Exercise goal:
What you return must be exactly the lines from the beginning of the material through the line containing "point(199, 228)", both included, and no pictures.

The input:
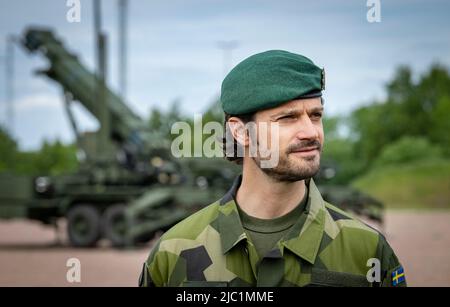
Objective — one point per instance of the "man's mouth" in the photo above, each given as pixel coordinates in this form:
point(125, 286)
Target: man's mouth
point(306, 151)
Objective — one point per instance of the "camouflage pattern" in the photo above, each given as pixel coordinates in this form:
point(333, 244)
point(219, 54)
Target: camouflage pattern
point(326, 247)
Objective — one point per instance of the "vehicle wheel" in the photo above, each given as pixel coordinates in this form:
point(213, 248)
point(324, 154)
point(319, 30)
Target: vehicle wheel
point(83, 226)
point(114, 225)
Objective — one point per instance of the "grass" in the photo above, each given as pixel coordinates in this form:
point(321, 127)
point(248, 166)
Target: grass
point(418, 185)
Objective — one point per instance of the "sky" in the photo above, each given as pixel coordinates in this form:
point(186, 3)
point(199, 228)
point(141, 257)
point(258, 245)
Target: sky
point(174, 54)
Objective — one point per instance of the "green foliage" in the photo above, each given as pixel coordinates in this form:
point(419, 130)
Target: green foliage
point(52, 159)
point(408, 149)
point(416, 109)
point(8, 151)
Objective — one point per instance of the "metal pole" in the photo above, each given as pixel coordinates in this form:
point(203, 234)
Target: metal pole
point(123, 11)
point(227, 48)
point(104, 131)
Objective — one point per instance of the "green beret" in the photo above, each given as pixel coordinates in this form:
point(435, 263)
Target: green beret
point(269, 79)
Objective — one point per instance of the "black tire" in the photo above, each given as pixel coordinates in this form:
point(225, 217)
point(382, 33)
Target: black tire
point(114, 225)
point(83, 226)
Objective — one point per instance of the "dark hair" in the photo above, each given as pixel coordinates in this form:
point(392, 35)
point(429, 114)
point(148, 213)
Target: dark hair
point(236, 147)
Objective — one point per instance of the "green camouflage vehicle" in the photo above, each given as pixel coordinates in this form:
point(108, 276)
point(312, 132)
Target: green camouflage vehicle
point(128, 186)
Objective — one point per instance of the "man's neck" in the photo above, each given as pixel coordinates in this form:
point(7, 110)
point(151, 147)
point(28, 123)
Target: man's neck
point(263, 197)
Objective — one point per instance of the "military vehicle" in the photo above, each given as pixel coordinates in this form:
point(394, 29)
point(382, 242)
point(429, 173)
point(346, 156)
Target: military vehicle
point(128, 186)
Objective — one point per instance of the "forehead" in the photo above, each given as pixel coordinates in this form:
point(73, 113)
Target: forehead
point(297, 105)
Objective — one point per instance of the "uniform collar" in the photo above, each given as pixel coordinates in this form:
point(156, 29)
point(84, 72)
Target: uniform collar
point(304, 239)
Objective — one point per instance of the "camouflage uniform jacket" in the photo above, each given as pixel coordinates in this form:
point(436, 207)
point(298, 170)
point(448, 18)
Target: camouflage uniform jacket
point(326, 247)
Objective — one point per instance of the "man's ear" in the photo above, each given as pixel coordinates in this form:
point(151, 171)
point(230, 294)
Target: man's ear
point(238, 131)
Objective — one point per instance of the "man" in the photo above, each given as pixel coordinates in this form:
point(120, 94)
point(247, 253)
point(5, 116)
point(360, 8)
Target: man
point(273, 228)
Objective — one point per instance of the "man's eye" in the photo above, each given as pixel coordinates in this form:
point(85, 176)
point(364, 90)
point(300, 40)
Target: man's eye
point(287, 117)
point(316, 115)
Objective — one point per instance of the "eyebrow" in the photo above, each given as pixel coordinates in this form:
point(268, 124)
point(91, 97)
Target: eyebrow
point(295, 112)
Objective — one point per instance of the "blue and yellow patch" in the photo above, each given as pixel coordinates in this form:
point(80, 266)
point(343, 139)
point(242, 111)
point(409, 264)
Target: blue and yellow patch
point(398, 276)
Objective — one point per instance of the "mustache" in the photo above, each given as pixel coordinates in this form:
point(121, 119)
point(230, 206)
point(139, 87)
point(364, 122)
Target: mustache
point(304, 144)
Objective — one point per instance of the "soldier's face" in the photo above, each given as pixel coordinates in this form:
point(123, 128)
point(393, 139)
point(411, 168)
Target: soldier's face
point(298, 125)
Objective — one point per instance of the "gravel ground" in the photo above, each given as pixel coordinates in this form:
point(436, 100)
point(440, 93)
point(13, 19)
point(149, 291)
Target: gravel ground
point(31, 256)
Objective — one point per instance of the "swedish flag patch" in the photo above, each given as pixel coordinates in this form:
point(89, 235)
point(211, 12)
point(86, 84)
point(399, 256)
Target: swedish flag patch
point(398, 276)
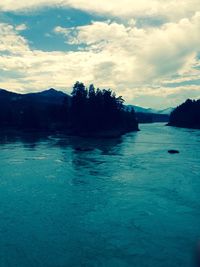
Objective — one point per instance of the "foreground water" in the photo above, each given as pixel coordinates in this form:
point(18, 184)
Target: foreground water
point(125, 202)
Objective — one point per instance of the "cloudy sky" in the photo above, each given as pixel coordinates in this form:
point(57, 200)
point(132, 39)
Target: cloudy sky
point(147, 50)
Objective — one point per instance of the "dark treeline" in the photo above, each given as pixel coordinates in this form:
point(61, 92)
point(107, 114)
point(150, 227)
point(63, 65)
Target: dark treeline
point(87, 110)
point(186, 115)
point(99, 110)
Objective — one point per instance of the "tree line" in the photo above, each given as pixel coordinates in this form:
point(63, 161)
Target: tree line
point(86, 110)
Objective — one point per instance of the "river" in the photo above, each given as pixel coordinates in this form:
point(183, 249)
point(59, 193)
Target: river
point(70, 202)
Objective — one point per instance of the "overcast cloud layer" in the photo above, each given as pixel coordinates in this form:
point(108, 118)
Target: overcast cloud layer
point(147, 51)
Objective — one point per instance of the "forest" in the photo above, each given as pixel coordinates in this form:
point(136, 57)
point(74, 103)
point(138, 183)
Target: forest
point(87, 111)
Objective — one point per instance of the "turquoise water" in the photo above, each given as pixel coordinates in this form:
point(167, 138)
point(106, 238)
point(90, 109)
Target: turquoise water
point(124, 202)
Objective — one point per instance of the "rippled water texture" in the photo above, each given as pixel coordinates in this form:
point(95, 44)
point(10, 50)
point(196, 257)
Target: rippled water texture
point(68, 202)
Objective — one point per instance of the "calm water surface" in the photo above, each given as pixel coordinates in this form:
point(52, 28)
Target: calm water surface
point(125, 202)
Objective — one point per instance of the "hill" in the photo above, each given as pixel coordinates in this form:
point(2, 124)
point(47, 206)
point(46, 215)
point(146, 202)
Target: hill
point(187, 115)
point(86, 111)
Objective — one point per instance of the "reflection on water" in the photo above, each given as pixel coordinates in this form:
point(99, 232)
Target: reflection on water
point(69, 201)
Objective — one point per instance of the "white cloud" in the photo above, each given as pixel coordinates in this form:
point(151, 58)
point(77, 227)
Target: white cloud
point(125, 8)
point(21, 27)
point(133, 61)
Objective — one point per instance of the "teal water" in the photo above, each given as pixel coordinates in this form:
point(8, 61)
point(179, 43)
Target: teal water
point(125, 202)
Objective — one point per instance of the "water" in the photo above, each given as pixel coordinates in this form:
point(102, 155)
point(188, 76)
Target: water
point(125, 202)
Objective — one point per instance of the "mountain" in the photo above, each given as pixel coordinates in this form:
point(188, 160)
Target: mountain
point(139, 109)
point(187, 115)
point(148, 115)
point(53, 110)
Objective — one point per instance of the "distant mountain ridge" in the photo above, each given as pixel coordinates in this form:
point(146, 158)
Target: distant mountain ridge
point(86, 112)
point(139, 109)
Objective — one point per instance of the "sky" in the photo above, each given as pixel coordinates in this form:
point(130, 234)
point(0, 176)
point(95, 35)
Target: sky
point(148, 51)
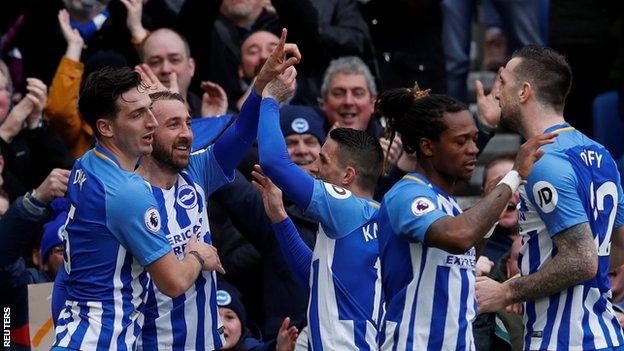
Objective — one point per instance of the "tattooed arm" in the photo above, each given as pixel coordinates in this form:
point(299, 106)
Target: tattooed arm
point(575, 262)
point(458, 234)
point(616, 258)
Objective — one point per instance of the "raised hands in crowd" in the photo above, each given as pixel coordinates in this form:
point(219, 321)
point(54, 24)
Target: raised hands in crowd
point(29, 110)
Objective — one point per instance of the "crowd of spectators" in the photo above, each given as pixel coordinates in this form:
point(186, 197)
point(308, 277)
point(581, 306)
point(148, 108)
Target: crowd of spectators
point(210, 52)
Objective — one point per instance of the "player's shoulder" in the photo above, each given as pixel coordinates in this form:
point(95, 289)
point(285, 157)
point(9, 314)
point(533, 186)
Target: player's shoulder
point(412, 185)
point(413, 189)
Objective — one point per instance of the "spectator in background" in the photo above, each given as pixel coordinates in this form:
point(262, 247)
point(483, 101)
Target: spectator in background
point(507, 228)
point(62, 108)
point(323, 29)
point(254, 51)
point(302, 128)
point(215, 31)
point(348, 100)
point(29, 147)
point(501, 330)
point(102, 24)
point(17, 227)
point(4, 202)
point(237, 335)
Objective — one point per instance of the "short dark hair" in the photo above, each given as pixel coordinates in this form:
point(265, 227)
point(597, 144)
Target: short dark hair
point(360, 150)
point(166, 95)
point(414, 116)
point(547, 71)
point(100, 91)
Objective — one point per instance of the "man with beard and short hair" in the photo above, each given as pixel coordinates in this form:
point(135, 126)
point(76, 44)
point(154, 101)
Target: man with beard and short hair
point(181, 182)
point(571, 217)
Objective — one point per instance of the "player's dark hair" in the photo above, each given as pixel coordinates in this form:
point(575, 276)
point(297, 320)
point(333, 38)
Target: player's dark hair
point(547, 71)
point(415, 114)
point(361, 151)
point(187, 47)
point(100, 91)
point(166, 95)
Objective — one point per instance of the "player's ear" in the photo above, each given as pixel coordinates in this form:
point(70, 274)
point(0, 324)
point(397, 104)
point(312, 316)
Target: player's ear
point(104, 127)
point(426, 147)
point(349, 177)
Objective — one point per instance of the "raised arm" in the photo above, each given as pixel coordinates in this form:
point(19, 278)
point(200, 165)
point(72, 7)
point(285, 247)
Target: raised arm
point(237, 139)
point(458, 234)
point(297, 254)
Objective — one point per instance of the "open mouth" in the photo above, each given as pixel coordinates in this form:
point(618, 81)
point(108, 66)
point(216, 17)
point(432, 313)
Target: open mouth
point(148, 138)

Written response:
Objective — one point per instance of the "man's mouth" in the photo above, each given as pixel coordinates in this form:
point(125, 286)
Target: man's mouth
point(306, 151)
Objective — one point per instance of the "camouflage pattern" in the photo above, each given as pixel coordinates in this form:
point(333, 244)
point(219, 54)
Target: camouflage pattern
point(326, 247)
Objective — one point per instance of the "vehicle wheel" in the photo above, each given as pixel coordinates in this form:
point(213, 248)
point(324, 154)
point(319, 30)
Target: vehicle wheel
point(83, 226)
point(114, 225)
Objective — one point per instance of the "grass" in the photo above, each given as pixel coordinates in this form:
point(321, 127)
point(248, 166)
Target: grass
point(418, 185)
Objective — one point per instance of the "sky" in the photo above, each given as pixel coordinates in this form:
point(186, 3)
point(199, 228)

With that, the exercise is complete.